» Verilen metin:
%%
Sevgili Diyarbakırlılar,
Değerli Kardeşlerim,
Hanımefendiler, Beyefendiler,
Geleceğimizin Teminatı Sevgili Gençler,
Sizleri en kalbi duygularımla, hasretle, muhabbetle selamlıyorum. Maşallah, bu ne muhteşem bir ilgi. Bugüne kadar Diyarbakır’ı ben böyle görmemiştim, ama bugün Diyarbakır bir başka. Havalimanından buraya kadar cadde kenarlarında bir başka, İstasyon Meydanı, o da başka. Ve güzel de bir pankart asmışlar, ne diyor? “Reis paradan 6 sıfırı sen attın, 2023’te 6 sıfırı da biz atacağız.” Maşallah.
Diyarbakır’ı özlemişiz, sizlerin coşkusundan anladığım kadarıyla Diyarbakır da bizi özlemiş. Aslında 15 Ekim’de sizlerle birlikte olacaktık, toplu açılış törenindeki kucaklaşmamızın ardından Sur Kültür Yolu Festivali’ne katılacak, oradaki güzel manzarayı yakından takip edecektik. Ancak, Bartın’ın Amasra ilçesindeki kömür madenimizde yaşanan elim kaza sebebiyle programımızı ertelemek zorunda kaldık. Şehitlerimize Allah’tan rahmet diliyorum, yaralılarımıza şifalar diliyorum.
Değerli Kardeşlerim,
Bütün bu şehitlerin aileleri bize, evet, bir emanettir ve o emanete de sonuna kadar sahip çıkacağız, hiçbirinin mağduriyetine izin vermeyeceğiz. Başlatılan araştırma ve incelemelerin ardından olayda kusuru olanlar tespit edilirse, onlarla ilgili de her türlü işlemi yapacağız.
Evet, “AK yolda, hak yolda, AK kadınlar Reisinin yanında.”
Bak şimdi pankartlar kalkıyor, “canı ciğer Erdoğan, roniya çavimin Erdoğan.” Maşallah, bu ne coşku. Şimdi bir pankart daha var;
“Diyarbakır etrafında bağlar var
Altılı masa size buradan mesaj var
Sahiplerinize fırsat vermeyeceğiz
Kürtleri masanıza meze etmeyeceğiz”
Kardeşlerim,
Biz yıllardır ne diyoruz, biz Türk’üyle, Kürt’üyle, Laz’ıyla, Çerkez’iyle, Gürcü’süyle, Abhaza’sıyla ne diyoruz? Yaratılanı Yaratan’dan ötürü severiz, ayrım yok. Öyleyse hep beraber… Bir olacağız… İri olacağız… Diri olacağız… Kardeş olacağız… Hep birlikte Türkiye olacağız… Bizi bölenlere de fırsat vermeyeceğiz.
Değerli Kardeşlerim,
Biliyorsunuz bir dönem kucaklaşmamızı engellemek için her yolu denediler, ama bilmiyorlardı ki kalpten kalbe giden görülmeyen yollar vardır. Biz gerekirse serden, gerekirse yardan, gerekirse candan geçeriz, ama Diyarbakırlı kardeşlerimizle gönül birlikteliğimizden vazgeçmeyiz dedik ve yolumuzdan asla dönmedik.
%%
» Görev 1: Kayıtlarda "Target: tall wooden stake" ifadesini içeren satırdan "(1000, 339)" ifadesini içeren satıra kadar uzanan bölümü, iki uçtaki satırlar da dahil olmak üzere, hiçbir değişiklik yapmadan aktarın.
Metin ile kayıtlar birbirinden farklı kaynaklardan gelmektedir.

» Kayıt alıntıları:
%%
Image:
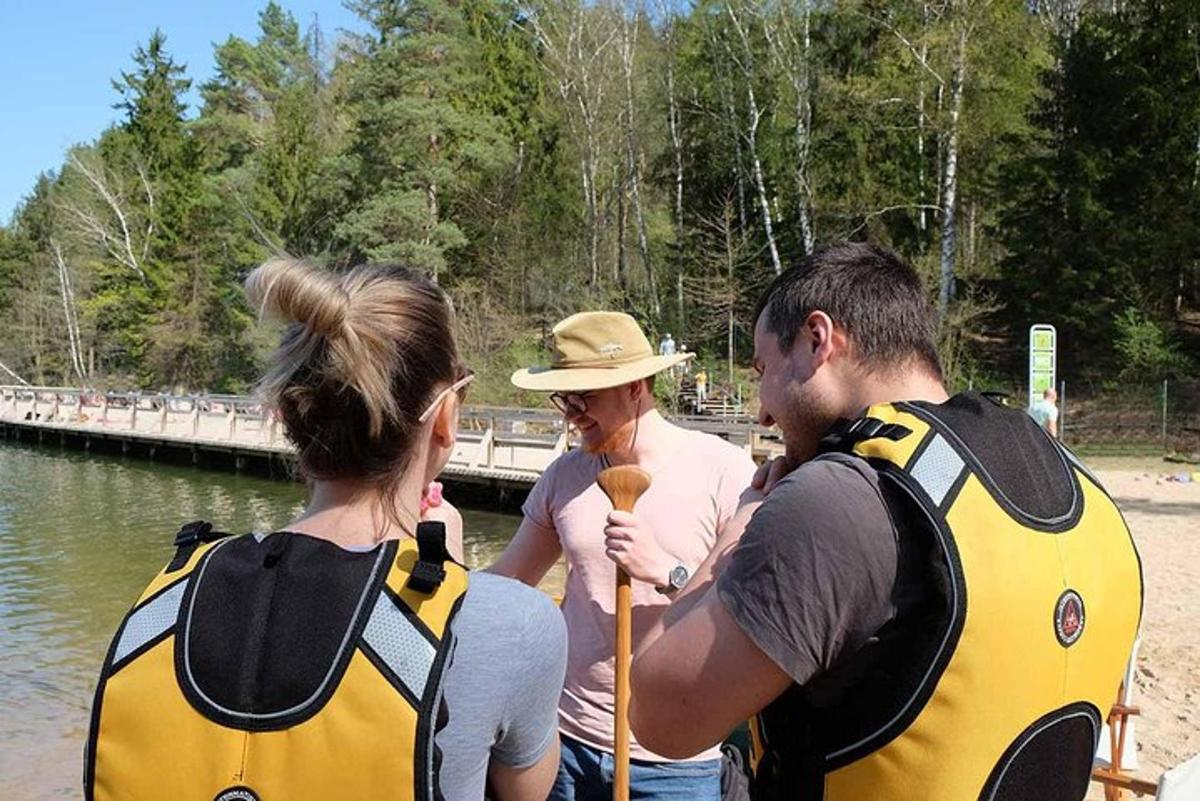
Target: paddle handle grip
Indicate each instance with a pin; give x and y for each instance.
(623, 485)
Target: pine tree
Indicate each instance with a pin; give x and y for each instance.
(419, 139)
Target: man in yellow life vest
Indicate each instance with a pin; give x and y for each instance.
(935, 601)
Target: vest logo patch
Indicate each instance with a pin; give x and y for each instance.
(1068, 618)
(237, 794)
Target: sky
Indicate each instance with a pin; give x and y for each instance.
(58, 59)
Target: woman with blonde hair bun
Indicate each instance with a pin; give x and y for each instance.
(348, 655)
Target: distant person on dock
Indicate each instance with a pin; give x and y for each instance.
(666, 347)
(1045, 411)
(601, 379)
(935, 601)
(315, 662)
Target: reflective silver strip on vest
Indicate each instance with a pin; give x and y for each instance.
(937, 469)
(150, 621)
(399, 643)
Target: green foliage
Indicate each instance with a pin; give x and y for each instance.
(1145, 347)
(528, 157)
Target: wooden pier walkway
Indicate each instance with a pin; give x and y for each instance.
(497, 446)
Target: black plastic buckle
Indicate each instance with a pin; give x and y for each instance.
(426, 577)
(431, 544)
(846, 434)
(193, 534)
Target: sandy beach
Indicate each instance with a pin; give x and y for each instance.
(1165, 522)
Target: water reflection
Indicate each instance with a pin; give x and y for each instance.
(79, 537)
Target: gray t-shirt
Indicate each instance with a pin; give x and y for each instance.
(503, 686)
(821, 568)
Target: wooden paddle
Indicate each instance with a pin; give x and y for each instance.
(623, 485)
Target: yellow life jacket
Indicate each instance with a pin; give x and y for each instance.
(997, 688)
(279, 669)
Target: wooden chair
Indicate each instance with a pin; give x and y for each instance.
(1113, 770)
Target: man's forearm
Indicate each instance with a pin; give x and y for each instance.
(705, 577)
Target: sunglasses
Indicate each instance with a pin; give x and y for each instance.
(437, 401)
(570, 403)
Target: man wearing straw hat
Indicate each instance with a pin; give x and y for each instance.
(601, 378)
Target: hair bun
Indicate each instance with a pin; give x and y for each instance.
(289, 289)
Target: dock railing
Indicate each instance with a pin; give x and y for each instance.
(495, 444)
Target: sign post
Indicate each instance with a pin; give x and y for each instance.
(1043, 360)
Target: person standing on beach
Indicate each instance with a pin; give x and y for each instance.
(935, 600)
(1045, 411)
(601, 379)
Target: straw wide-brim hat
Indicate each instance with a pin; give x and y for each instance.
(595, 350)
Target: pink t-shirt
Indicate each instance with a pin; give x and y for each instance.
(690, 499)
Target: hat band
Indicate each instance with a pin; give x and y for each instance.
(570, 363)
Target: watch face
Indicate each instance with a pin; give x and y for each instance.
(678, 577)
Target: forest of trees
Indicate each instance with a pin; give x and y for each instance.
(1037, 160)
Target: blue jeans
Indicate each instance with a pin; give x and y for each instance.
(585, 774)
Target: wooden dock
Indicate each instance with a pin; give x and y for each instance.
(497, 446)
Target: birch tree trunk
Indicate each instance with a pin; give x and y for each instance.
(69, 315)
(634, 163)
(748, 71)
(949, 172)
(922, 220)
(669, 35)
(791, 50)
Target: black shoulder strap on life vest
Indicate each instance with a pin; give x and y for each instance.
(432, 555)
(846, 434)
(190, 537)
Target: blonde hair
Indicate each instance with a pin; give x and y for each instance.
(361, 356)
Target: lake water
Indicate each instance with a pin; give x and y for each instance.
(81, 535)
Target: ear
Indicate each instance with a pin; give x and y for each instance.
(823, 338)
(445, 422)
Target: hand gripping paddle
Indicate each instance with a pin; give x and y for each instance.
(623, 485)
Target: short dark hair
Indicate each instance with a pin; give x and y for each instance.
(869, 291)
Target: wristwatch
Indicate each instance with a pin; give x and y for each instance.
(676, 580)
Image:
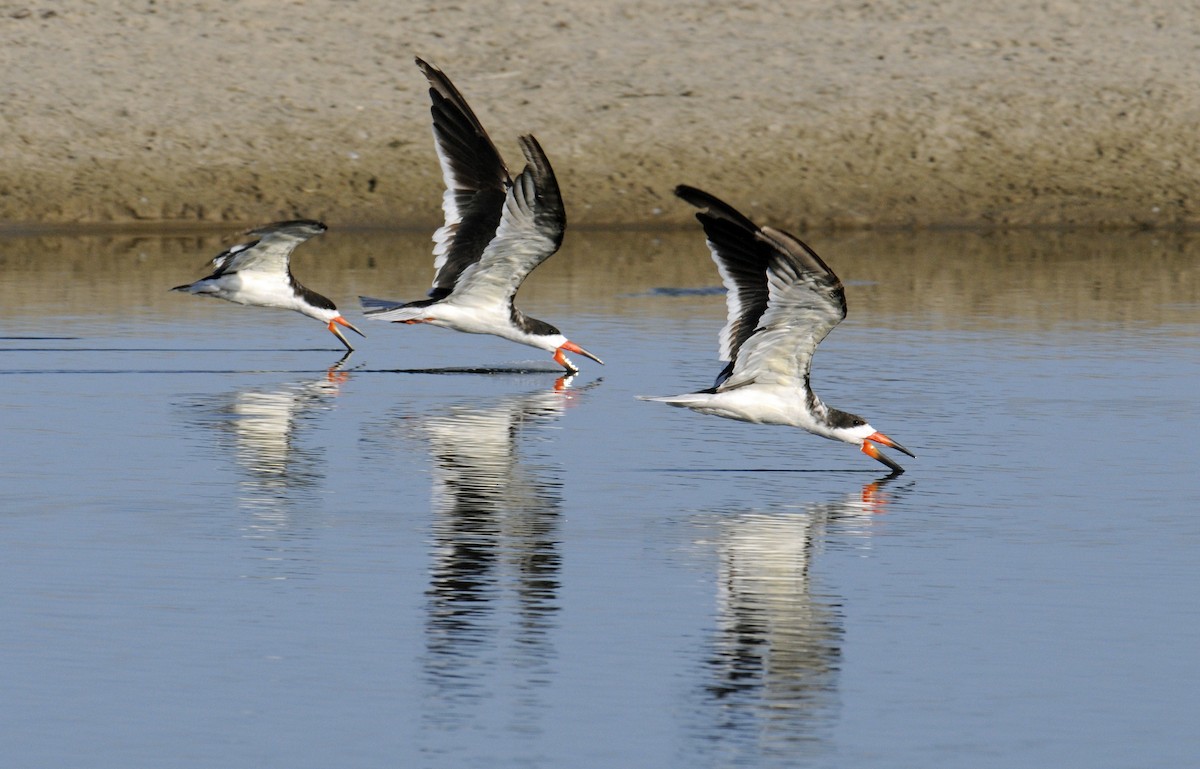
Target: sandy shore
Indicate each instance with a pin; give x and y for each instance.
(810, 114)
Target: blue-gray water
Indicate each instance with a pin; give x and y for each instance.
(217, 552)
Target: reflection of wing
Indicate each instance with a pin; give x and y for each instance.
(779, 642)
(496, 544)
(531, 230)
(475, 179)
(265, 425)
(271, 252)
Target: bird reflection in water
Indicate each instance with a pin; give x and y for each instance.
(496, 562)
(777, 652)
(279, 470)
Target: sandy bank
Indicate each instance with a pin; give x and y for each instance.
(810, 114)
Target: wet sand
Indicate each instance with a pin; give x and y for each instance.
(808, 114)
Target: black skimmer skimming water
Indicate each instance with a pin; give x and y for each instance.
(497, 230)
(783, 300)
(258, 274)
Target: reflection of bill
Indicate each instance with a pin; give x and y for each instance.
(778, 646)
(495, 577)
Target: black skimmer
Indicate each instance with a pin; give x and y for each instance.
(497, 230)
(783, 300)
(258, 274)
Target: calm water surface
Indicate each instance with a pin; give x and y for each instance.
(221, 547)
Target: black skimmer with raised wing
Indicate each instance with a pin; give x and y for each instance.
(258, 274)
(783, 300)
(497, 230)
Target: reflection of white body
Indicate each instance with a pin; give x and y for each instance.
(495, 572)
(779, 646)
(497, 230)
(783, 300)
(259, 274)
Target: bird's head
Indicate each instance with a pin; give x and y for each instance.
(857, 431)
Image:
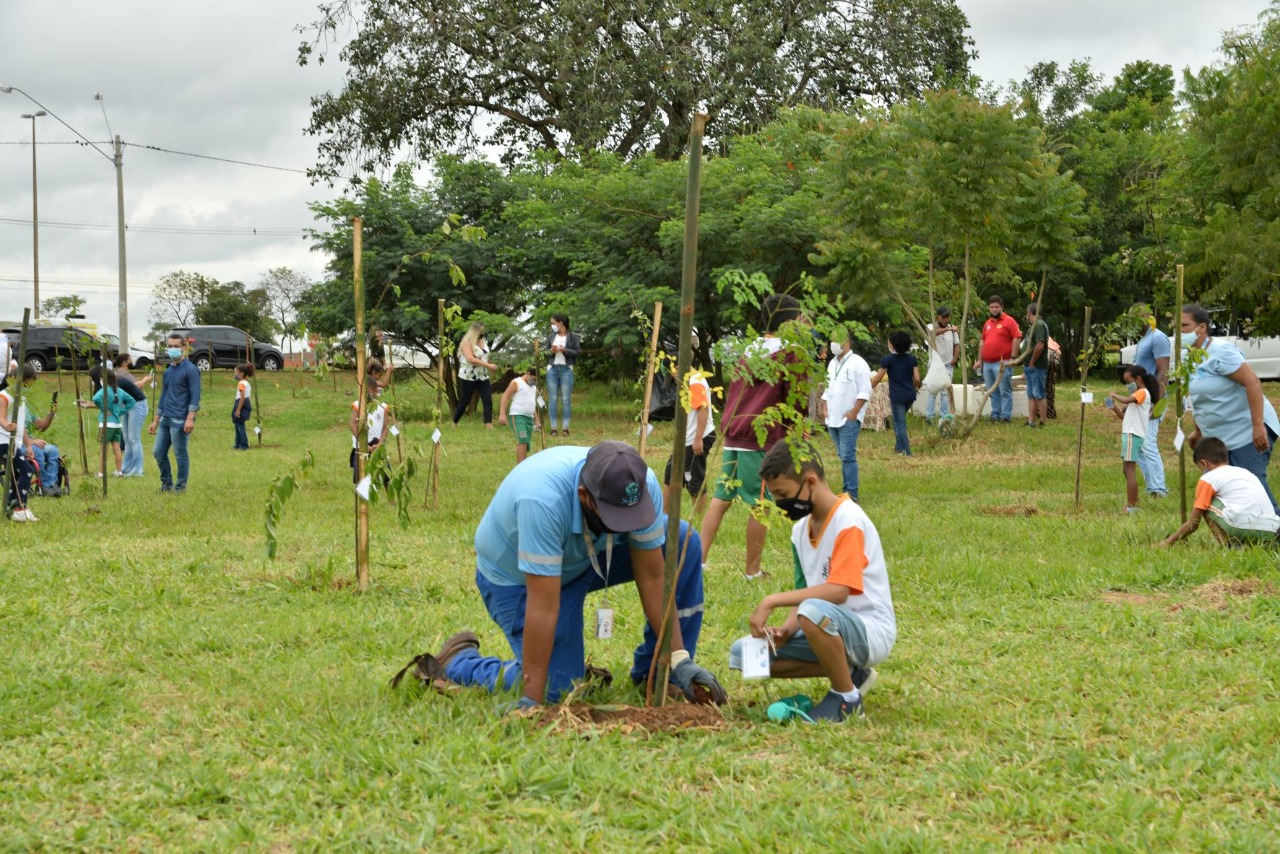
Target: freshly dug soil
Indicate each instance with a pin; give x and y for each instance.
(673, 717)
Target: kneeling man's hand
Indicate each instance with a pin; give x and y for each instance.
(689, 676)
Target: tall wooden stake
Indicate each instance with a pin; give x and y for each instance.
(257, 407)
(106, 407)
(1084, 379)
(80, 414)
(661, 672)
(1178, 396)
(361, 415)
(648, 378)
(542, 433)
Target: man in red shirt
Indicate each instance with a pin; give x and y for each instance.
(1000, 339)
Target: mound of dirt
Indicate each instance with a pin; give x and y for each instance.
(673, 717)
(1216, 596)
(1219, 594)
(1009, 510)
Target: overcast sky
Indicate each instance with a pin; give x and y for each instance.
(220, 80)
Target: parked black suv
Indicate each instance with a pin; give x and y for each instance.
(54, 347)
(227, 347)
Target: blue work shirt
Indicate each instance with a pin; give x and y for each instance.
%%
» Görev 2: Verilen metne göre 15 Ekim'deki Diyarbakır programı hangi olay yüzünden ertelendi?

» Beklenen yanıt 1:
Target: tall wooden stake
Indicate each instance with a pin; give x and y for each instance.
(257, 407)
(106, 407)
(1084, 379)
(80, 414)
(661, 672)
(1178, 396)
(361, 415)
(648, 378)
(542, 433)
Target: man in red shirt
Indicate each instance with a pin; give x and y for each instance.
(1000, 339)

» Beklenen yanıt 2: Bartın'ın Amasra ilçesindeki kömür madeninde yaşanan elim kaza yüzünden ertelendi.